Your answer must be a word-for-word copy of the data.

## Provided data
§
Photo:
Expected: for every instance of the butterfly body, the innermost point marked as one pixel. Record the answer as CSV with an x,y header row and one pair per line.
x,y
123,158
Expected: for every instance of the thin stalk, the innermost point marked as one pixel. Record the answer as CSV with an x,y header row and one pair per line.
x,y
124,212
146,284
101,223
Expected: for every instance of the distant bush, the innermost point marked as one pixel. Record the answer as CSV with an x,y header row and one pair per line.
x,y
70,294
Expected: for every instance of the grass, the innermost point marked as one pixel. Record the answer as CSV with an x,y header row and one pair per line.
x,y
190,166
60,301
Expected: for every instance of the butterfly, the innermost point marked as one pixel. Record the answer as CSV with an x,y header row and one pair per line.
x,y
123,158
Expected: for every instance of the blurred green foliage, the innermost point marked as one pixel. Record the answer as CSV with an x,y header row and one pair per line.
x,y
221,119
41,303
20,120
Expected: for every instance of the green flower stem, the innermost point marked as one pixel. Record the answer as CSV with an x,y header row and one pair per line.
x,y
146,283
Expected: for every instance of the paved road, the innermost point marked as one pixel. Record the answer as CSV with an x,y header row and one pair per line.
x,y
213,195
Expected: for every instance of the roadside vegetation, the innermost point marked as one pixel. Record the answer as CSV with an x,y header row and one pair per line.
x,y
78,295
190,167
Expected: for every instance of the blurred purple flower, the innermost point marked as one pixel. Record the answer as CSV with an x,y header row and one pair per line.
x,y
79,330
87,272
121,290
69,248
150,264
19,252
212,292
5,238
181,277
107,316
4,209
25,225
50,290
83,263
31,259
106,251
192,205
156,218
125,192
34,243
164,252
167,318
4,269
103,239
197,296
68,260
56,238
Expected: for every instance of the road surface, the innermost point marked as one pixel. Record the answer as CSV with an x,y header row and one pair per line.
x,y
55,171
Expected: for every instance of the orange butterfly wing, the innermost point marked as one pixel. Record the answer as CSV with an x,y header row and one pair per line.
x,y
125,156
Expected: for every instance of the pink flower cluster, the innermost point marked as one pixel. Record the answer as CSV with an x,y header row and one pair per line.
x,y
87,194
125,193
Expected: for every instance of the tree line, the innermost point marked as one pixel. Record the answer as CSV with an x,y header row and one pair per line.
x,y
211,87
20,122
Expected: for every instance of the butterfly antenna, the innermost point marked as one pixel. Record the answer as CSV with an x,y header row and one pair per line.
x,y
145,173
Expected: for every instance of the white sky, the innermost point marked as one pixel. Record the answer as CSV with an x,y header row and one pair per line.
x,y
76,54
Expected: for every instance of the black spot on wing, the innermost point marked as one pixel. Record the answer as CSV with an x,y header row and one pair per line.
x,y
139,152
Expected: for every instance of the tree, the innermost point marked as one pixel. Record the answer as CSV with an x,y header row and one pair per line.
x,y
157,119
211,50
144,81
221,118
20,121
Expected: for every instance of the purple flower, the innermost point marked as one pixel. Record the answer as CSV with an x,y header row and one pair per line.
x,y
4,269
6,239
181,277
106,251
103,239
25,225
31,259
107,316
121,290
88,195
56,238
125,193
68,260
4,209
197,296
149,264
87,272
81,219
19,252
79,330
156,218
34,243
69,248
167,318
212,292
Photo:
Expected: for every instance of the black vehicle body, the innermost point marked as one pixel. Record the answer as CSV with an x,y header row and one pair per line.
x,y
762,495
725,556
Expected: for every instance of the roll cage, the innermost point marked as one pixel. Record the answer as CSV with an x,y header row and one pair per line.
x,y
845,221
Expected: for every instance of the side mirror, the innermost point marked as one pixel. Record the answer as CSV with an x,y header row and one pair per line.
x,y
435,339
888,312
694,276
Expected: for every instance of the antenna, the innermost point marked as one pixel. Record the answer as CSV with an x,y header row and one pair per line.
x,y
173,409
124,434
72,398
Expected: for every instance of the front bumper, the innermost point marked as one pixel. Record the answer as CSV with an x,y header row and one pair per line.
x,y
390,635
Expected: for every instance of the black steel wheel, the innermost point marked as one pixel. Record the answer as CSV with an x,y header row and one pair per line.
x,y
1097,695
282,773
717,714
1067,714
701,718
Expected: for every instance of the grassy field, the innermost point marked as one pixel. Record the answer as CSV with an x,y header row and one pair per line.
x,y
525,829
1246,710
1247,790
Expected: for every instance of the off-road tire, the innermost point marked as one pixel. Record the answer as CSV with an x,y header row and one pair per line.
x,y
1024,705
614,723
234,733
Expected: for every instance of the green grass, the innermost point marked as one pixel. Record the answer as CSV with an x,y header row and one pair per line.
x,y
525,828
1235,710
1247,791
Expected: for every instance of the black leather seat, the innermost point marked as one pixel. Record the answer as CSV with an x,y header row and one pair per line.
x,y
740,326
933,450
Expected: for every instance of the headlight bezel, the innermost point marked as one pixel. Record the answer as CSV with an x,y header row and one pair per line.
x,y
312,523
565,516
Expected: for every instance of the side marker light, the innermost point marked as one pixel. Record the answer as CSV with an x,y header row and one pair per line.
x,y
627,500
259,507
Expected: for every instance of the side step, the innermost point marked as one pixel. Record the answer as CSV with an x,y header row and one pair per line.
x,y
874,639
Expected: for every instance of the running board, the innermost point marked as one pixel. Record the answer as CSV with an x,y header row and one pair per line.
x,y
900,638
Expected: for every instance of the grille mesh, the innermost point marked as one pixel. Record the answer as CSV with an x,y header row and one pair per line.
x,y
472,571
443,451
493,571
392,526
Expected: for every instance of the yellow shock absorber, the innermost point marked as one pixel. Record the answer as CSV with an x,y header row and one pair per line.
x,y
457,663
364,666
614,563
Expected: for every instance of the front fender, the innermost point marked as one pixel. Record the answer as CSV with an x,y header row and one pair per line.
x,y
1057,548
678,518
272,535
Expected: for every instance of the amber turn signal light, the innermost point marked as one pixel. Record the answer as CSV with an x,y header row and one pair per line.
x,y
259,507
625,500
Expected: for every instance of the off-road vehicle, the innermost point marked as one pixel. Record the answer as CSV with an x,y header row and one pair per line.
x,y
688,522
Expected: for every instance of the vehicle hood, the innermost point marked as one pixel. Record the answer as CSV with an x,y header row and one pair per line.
§
## Your solution
Photo:
Expected: for every instance of the butterfly body, the innermost point marked as one pixel. Record the answer as CSV with an x,y header row and one pair per line.
x,y
123,158
Expected: for every instance of the thin stalk, the innermost point marked as one pixel. Record the answer as CSV with an x,y header row and one pair per line.
x,y
124,212
146,284
101,223
Expected: for every instance of the distant bush, the innermost point marked as one pixel. Record the answer as CSV with an x,y header row and one pair per line.
x,y
70,294
Expected: for every instance of the grass, the innermost point marked as one pixel. Record the answer as CSV with an x,y header row and one pair per line.
x,y
190,166
60,301
Expected: for every instance of the butterfly, the innermost point marked as one pixel. Record the answer as CSV with an x,y header row and one pair per line.
x,y
123,158
Expected: for every instance of the blurred green foliage, the innermost point marked as one pixel. Record the answer as CSV with an x,y header row and one pair per line.
x,y
221,119
41,303
20,120
Expected: for every instance of the green flower stem, the innermost point marked as one pixel. Record the answer as CSV with an x,y header row and one pair per line.
x,y
146,283
Expected: for every instance of the paved road, the innermost point marked as one pixel. Record the answer as CSV with an x,y header row and one pair per line.
x,y
213,195
Expected: for every instance of the roadside vegetation, the innermost point marked as one pixel. Record the answer as CSV with an x,y header row and one pair per line.
x,y
78,295
190,167
Expected: for every instance of the blurred purple flower, the innermost point marked as one pixel. Record the answer as CSV with an x,y header row and one pair per line.
x,y
79,330
87,272
121,290
69,248
150,264
19,252
212,292
5,238
181,277
107,316
4,209
25,225
50,290
83,263
31,259
106,251
192,205
156,218
125,192
34,243
164,252
167,318
4,269
103,239
197,296
68,260
56,238
Expected: for every instance of the road surface, the innermost point marked as one pixel. Record the answer as CSV with an x,y header row and one pair per line.
x,y
55,171
Expected: for every instance of the orange butterfly wing, the innermost point marked as one pixel. Record the answer as CSV with an x,y header row and one pair per line.
x,y
125,156
Expected: for every instance of the pink flower cluster, the innermost point marked as one pixel. Record the answer as CSV with an x,y header row and one pair per line.
x,y
87,194
125,193
Expected: for every instance of the tree line, the innermost point marked as one pixel. Record the answer as CSV with an x,y header row and one pair per line.
x,y
211,87
20,122
Expected: for every instance of the butterfly antenna, the innermost point marked as one pixel. Record the answer as CSV with an x,y header row and one pair per line.
x,y
145,173
Expected: for every instance of the white sky, the innermost point marked as one pixel. Record the answer as CSV with an x,y header row and one pair per line.
x,y
76,54
Expected: for every instance of the black spot on wing, the innermost point marked as one pixel. Record the answer as CSV with an x,y header row and one pair per line.
x,y
139,152
Expected: for every instance of the tree, the innermost point marked as one pixel. Record the answer as CSV with an x,y header row and one pair per line.
x,y
157,119
211,50
144,81
221,118
20,121
Expected: for every instance of the purple flower, the innermost point marked as one pixel. Record the answer as CSV with an x,y header row and one pair per line.
x,y
4,269
6,239
181,277
106,251
103,239
25,225
31,259
107,316
121,290
88,195
56,238
125,193
68,260
4,209
197,296
149,264
87,272
81,219
19,252
79,330
156,218
34,243
69,248
167,318
212,292
Photo:
Expected: for every instance of the black vehicle body, the innermost point marked as one pixel. Record the answer as CSV with an x,y header row and one pair per line.
x,y
762,495
725,556
Expected: for every instance of the roll cage, the innermost point marked as one pixel. Record the answer as CSV with an x,y header row and one pair per line.
x,y
845,221
Expected: for every instance of the side mirror, the innermost point marked as one pixel. Record the answer as CSV with an x,y header row and one pair per line.
x,y
435,339
888,312
694,276
Expected: for every instance of the antenna, the innermost point marked as one pixel. Record the answer as CSV with an x,y header row and one pair per line.
x,y
173,409
124,434
72,398
Expected: for every instance of the front bumper, the innermost point marked as one pixel. Record the answer as CSV with an x,y header row and one pair per line.
x,y
390,635
Expected: for every instance of the black steel wheel, the innermost point marked as one pixel. Record the answer as CSV with an x,y header row and one pair per line.
x,y
1097,695
282,773
717,714
1067,714
701,718
Expected: for every instance of the grassy field, the innermost point marked as one pixel. Record the answer as CSV with an x,y header row and one pair per line.
x,y
525,829
1246,710
1247,790
Expected: for every instance of the off-road tire, the innermost point marked as one pixel. Record the answer as CSV with an x,y header row and one pair per line.
x,y
1024,705
614,723
234,733
Expected: for every instance of the green grass, the innermost point marked as one pixel. Record the answer as CSV with an x,y header row and one pair per line.
x,y
525,828
1235,710
1247,791
Expected: for every instance of the black leather seat, the innermost point marked as one pixel. Record the answer as CSV with an x,y header row and one pair per line.
x,y
740,326
933,450
Expected: for every instance of the headlight bezel, the innermost point marked as one pixel. Record the answer as CSV with an x,y header row and one pair per line.
x,y
312,523
565,516
Expected: for every instance of the side marker light, the innermost point marked as one pixel. Record the answer as CSV with an x,y header row and one pair per line.
x,y
627,500
259,507
Expected: for every instance of the side step, the innermost point marked as one pixel. Record the answer as CSV with an x,y header row and one pair per line.
x,y
874,639
Expected: for every instance of the running board, the innermost point marked as one pixel. Record the answer as CSV with an x,y header row and one pair per line.
x,y
900,638
Expected: for every instance of the grille mesh, the innermost point marked as one pixel. Record the answer as CSV with an x,y header row and one pair per line.
x,y
472,571
443,451
493,571
392,526
Expected: for every instance of the yellow shock absorber, the innermost point marked as one pixel. Record the answer as CSV with an x,y header row and one pair per line.
x,y
457,663
364,666
614,563
Expected: for every instance of the front fender, the innermost point marked as one pixel. Record the answer as CSV with an x,y header row and one pair per line.
x,y
1057,548
678,518
272,535
Expected: for every instance of the amber turn signal light, the innermost point marked as one pixel. Record the answer as CSV with an x,y header row and one pair per line.
x,y
259,507
625,500
Expected: for every instance of the off-road vehicle, the innermost point marked as one pixel. Record the answer as CSV with an x,y header row and one pair per line.
x,y
688,522
Expected: for every instance of the vehicle hood, the innermost point marked as one pixel. Record the answer as CSV with an x,y header row and one pair per line.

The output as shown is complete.